■ AIM OF THE TASK: From the entries that follow, copy every line with the word "face".

=== Section Start ===

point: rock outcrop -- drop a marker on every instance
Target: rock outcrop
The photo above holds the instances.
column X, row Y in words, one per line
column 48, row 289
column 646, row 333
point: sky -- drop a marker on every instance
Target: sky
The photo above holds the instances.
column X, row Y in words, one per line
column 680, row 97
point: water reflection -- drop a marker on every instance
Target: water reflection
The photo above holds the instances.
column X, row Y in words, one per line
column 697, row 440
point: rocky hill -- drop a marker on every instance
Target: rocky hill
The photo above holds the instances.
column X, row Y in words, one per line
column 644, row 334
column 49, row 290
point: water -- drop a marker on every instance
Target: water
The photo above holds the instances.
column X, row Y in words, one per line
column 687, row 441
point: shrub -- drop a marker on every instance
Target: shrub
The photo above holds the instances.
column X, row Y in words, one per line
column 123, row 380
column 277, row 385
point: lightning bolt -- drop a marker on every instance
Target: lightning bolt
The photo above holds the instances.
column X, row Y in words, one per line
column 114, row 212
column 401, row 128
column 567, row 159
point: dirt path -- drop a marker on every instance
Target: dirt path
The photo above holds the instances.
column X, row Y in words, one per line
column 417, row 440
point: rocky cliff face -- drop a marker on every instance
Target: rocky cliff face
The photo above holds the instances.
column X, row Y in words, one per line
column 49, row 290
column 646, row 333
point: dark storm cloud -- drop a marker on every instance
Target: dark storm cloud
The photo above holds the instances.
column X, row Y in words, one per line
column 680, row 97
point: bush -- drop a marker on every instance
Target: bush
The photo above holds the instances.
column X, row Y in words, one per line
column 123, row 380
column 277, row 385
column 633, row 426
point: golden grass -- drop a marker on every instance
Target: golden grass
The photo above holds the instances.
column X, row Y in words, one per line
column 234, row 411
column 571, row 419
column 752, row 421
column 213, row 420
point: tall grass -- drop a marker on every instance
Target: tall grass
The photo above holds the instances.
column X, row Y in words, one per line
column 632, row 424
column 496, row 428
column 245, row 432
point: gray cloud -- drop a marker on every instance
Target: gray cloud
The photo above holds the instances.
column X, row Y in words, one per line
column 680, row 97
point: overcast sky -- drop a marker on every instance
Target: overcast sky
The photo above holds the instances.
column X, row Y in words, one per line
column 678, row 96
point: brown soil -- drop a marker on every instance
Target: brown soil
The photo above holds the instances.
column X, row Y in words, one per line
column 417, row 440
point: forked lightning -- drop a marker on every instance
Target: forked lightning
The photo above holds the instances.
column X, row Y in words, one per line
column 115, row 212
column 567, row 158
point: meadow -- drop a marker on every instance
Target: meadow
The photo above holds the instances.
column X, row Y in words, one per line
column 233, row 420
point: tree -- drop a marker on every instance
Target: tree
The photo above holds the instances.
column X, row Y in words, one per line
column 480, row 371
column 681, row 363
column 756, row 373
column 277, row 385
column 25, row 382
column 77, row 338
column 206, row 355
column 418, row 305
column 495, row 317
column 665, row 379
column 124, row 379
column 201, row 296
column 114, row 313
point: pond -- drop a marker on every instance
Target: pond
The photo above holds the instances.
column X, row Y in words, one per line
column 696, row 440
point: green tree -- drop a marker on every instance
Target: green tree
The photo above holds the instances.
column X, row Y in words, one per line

=== Section End ===

■ TASK ANSWER:
point: rocky cliff face -- drop a marker on every instance
Target: rocky cliff face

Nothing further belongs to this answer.